All of the data needs to come back exactly as written.

### Data for this task
╔══

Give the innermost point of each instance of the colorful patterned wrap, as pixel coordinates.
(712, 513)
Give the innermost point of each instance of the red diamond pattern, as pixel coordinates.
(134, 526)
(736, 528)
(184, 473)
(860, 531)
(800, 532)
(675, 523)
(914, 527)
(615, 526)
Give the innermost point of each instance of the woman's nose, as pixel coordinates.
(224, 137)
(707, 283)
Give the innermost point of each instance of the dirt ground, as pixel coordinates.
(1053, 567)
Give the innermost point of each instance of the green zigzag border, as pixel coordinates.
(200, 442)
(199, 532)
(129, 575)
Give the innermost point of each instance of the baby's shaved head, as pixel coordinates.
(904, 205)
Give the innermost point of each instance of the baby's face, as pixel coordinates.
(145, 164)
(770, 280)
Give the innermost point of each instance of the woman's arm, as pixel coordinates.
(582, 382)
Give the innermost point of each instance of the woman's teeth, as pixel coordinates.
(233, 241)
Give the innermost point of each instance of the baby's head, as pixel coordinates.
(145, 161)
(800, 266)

╚══

### Written solution
Give the innermost point of each instance of the colorful patterned wrap, as pixel coordinates.
(712, 513)
Give the innermost point of each instance of the red diamond pattern, as pixel coordinates.
(134, 526)
(736, 528)
(184, 473)
(860, 531)
(800, 532)
(675, 523)
(914, 527)
(615, 526)
Give the innermost point of each instance of the woman's nose, as pixel coordinates.
(224, 137)
(707, 283)
Give the innermost point of each instance of the dirt ground, as pixel coordinates.
(1053, 567)
Give the innermost point of each instance of the green zigzag border, as pixel coordinates.
(200, 442)
(199, 532)
(129, 575)
Give the innermost point of each instance of the baby's shaved head, as pixel coordinates.
(904, 205)
Give the innermost point of each instance of the baby's face, as pixel coordinates.
(145, 164)
(770, 280)
Give the innermost point of each instance of the woman's arm, as pixel coordinates.
(582, 382)
Give the innermost point of each instance of the woman's teeth, as pixel coordinates.
(233, 241)
Give the innermost point of each instance of the baby's head, as pixel coordinates.
(145, 161)
(800, 266)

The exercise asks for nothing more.